ЗАДАНИЕ A ▸
Пожалуйста, ответьте по тексту ниже о культурной жизни после революции:
(i) Сколько человек Россия потеряла только в эмиграции за годы революции?
(ii) К какому году распались «Союз русских художников» и «Товарищество передвижных художественных выставок»?
(iii) Сколько государственных и сколько сданных в аренду кинотеатров указано в справочнике «Весь Ленинград» на 1924 год?

ТЕКСТ СТРАНИЦЫ ▸
И тем не менее диалог широких народных слоев с культурой прошлого оказался крайне труден. Потеряв за годы революции только в эмиграции около 2,5 миллиона человек, немалую долю которых составляла интеллигенция (а ее численность до 1917 года по разным подсчетам колебалась от нескольких сот тысяч до полутора миллионов[4]
), Россия практически лишилась интеллекта нации. Во всяком случае, планка упала настолько низко, что для поступления на рабфак было достаточно знания четырех арифметических действий.Уже в начале 1920-х годов практически заканчивается выставочное движение. К 1923 году распадаются даже такие сильные художественные объединения, как «Союз русских художников» и «Товарищество передвижных художественных выставок». Театры в их традиционном виде, классическая литература, те же музеи, хранящие «бесполезную старину»,— то есть все, что составляло основу дореволюционной культурной жизни, утрачивало свое былое значение, повергая многих художников в состояние растерянности. «...Напрасно думают и утверждают, — вспоминал Ф. И. Шаляпин,— что до седьмого пота будто бы добивался русский народ театральных радостей, которых его раньше лишали, и что революция открыла для народа двери театра, в который он раньше безнадежно стучался. Правда то, что народ в театр не шел и не бежал по собственной охоте, а был подталкиваем либо партийными, либо военными ячейками. Шел он в театр «по наряду». То в театр нарядят какую-то фабрику, то погонят такие-то роты. Да и то сказать: скучно же очень какому-нибудь фельдфебелю слушать Бетховена в то время, когда все сады частных домов объявлены общественными и когда в этих садах освобожденная прислуга под гармонику славного Яшки Изумрудова откалывает кадриль!.. Надо, конечно, оговориться... Были среди народа и люди, которые приходили молча вздохнуть в залу, где играют Бетховена. Они приходили и роняли чистую, тяжелую слезу. Но их, к несчастью, было ничтожнейшее меньшинство»[5]
.Не ведал проблем со зрителем и благополучно переживал кризисное время (если не считать технической беспомощности) разве что «великий немой»: к примеру, в справочнике «Весь Ленинград» на 1924 год указывается более семи десятков кинотеатров — 14 государственных и 58 сданных в аренду. Не случайно в период становления советской культуры крайне популярными оказываются агитки и массовые театрализованные зрелища, «наглядно» представляющие исторические события двух-, трехлетней давности. Возрождая традиции народного театра времен Великой французской революции, со сложной режиссурой и крупными сценическими символами, представления разворачивались прямо под открытым небом, на площадях, на фоне естественных декораций, собирая многотысячные толпы зрителей и становясь событиями в культурной жизни города. Так, в постановке А. А. Мгеброва Ареной пролетарского театрального творчества к первой годовщине Октября разыгрывалось «стихийное соборное действо» «Взятие Бастилии» по пьесе Р. Роллана «Четырнадцатое июля». При огромном скоплении народа (более 40 тысяч) шла в первомайские праздники 1919 года постановка К. А. Марджанова, Н. В. Петрова и С. Э. Радлова «Действо о III Интернационале». 1920 год обрушился целым рядом инсценировок: «Блокада России», «Взятие Зимнего дворца» (с участием «Авроры» и шести тысяч человек), «К мировой коммуне» (с четырьмя тысячами участников), «9 января» («Гапон»)...

ЗАДАНИЕ B ▸
Пожалуйста, выпишите дословно отрезок записей от строки, содержащей «GET /detect?q=bird's wing», до конца записей, включая обе границы.

РАБОЧИЕ ДАННЫЕ ▸
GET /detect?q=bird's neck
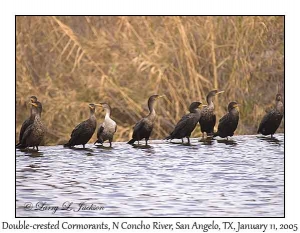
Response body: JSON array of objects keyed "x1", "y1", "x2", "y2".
[
  {"x1": 90, "y1": 109, "x2": 95, "y2": 118},
  {"x1": 276, "y1": 101, "x2": 283, "y2": 113},
  {"x1": 148, "y1": 102, "x2": 156, "y2": 119},
  {"x1": 31, "y1": 109, "x2": 41, "y2": 118},
  {"x1": 206, "y1": 96, "x2": 215, "y2": 109},
  {"x1": 105, "y1": 109, "x2": 110, "y2": 120},
  {"x1": 229, "y1": 108, "x2": 239, "y2": 115}
]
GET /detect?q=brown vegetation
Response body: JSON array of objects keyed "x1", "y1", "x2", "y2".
[{"x1": 16, "y1": 16, "x2": 284, "y2": 144}]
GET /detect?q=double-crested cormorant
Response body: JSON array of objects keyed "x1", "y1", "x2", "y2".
[
  {"x1": 165, "y1": 102, "x2": 201, "y2": 144},
  {"x1": 64, "y1": 104, "x2": 98, "y2": 148},
  {"x1": 18, "y1": 101, "x2": 45, "y2": 150},
  {"x1": 94, "y1": 103, "x2": 117, "y2": 147},
  {"x1": 128, "y1": 95, "x2": 164, "y2": 145},
  {"x1": 16, "y1": 96, "x2": 42, "y2": 148},
  {"x1": 214, "y1": 101, "x2": 239, "y2": 140},
  {"x1": 257, "y1": 94, "x2": 284, "y2": 138},
  {"x1": 199, "y1": 90, "x2": 224, "y2": 138}
]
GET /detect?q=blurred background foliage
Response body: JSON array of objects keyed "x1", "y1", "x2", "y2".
[{"x1": 16, "y1": 16, "x2": 284, "y2": 145}]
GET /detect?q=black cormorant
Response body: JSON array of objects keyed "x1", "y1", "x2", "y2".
[
  {"x1": 128, "y1": 95, "x2": 164, "y2": 145},
  {"x1": 18, "y1": 101, "x2": 46, "y2": 150},
  {"x1": 165, "y1": 102, "x2": 201, "y2": 144},
  {"x1": 214, "y1": 101, "x2": 239, "y2": 140},
  {"x1": 94, "y1": 103, "x2": 117, "y2": 147},
  {"x1": 64, "y1": 104, "x2": 98, "y2": 148},
  {"x1": 16, "y1": 96, "x2": 38, "y2": 148},
  {"x1": 199, "y1": 90, "x2": 224, "y2": 138},
  {"x1": 257, "y1": 94, "x2": 284, "y2": 138}
]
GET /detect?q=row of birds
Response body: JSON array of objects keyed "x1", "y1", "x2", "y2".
[{"x1": 16, "y1": 90, "x2": 284, "y2": 150}]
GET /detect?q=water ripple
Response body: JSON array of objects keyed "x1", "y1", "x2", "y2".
[{"x1": 16, "y1": 134, "x2": 284, "y2": 217}]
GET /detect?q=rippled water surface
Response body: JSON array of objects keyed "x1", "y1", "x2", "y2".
[{"x1": 16, "y1": 134, "x2": 284, "y2": 217}]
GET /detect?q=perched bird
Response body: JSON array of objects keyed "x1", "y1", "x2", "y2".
[
  {"x1": 165, "y1": 102, "x2": 202, "y2": 144},
  {"x1": 199, "y1": 90, "x2": 224, "y2": 138},
  {"x1": 214, "y1": 101, "x2": 239, "y2": 140},
  {"x1": 94, "y1": 103, "x2": 117, "y2": 147},
  {"x1": 64, "y1": 104, "x2": 99, "y2": 148},
  {"x1": 16, "y1": 96, "x2": 37, "y2": 148},
  {"x1": 257, "y1": 94, "x2": 284, "y2": 138},
  {"x1": 17, "y1": 101, "x2": 46, "y2": 151},
  {"x1": 128, "y1": 95, "x2": 164, "y2": 145}
]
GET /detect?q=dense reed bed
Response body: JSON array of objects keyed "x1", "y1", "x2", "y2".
[{"x1": 16, "y1": 16, "x2": 284, "y2": 145}]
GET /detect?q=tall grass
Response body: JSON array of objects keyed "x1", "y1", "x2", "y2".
[{"x1": 16, "y1": 16, "x2": 284, "y2": 144}]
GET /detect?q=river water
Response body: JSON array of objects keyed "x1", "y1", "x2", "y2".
[{"x1": 16, "y1": 134, "x2": 284, "y2": 217}]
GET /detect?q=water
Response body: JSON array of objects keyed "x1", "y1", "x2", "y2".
[{"x1": 16, "y1": 134, "x2": 284, "y2": 217}]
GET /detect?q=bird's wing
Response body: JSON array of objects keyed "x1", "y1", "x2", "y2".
[
  {"x1": 19, "y1": 118, "x2": 33, "y2": 142},
  {"x1": 132, "y1": 118, "x2": 145, "y2": 138},
  {"x1": 21, "y1": 124, "x2": 34, "y2": 145},
  {"x1": 257, "y1": 110, "x2": 274, "y2": 133},
  {"x1": 212, "y1": 114, "x2": 216, "y2": 126},
  {"x1": 97, "y1": 123, "x2": 104, "y2": 138}
]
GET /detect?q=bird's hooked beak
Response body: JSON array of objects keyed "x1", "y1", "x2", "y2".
[
  {"x1": 29, "y1": 102, "x2": 37, "y2": 107},
  {"x1": 216, "y1": 91, "x2": 224, "y2": 95}
]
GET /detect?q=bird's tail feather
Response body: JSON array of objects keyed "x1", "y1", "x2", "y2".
[
  {"x1": 16, "y1": 142, "x2": 26, "y2": 149},
  {"x1": 94, "y1": 139, "x2": 103, "y2": 145},
  {"x1": 127, "y1": 139, "x2": 136, "y2": 144},
  {"x1": 64, "y1": 142, "x2": 70, "y2": 147}
]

ОТВЕТ К ЗАДАНИЮ A ▸
(i) Около 2,5 миллиона человек.
(ii) К 1923 году.
(iii) 14 государственных и 58 сданных в аренду.

ОТВЕТ К ЗАДАНИЮ B ▸
GET /detect?q=bird's wing
Response body: JSON array of objects keyed "x1", "y1", "x2", "y2".
[
  {"x1": 19, "y1": 118, "x2": 33, "y2": 142},
  {"x1": 132, "y1": 118, "x2": 145, "y2": 138},
  {"x1": 21, "y1": 124, "x2": 34, "y2": 145},
  {"x1": 257, "y1": 110, "x2": 274, "y2": 133},
  {"x1": 212, "y1": 114, "x2": 216, "y2": 126},
  {"x1": 97, "y1": 123, "x2": 104, "y2": 138}
]
GET /detect?q=bird's hooked beak
Response body: JSON array of objects keyed "x1", "y1", "x2", "y2".
[
  {"x1": 29, "y1": 102, "x2": 37, "y2": 107},
  {"x1": 216, "y1": 91, "x2": 224, "y2": 95}
]
GET /detect?q=bird's tail feather
Response body: JSON array of objects keyed "x1", "y1", "x2", "y2".
[
  {"x1": 16, "y1": 142, "x2": 26, "y2": 149},
  {"x1": 94, "y1": 139, "x2": 103, "y2": 145},
  {"x1": 127, "y1": 139, "x2": 136, "y2": 144},
  {"x1": 64, "y1": 142, "x2": 70, "y2": 147}
]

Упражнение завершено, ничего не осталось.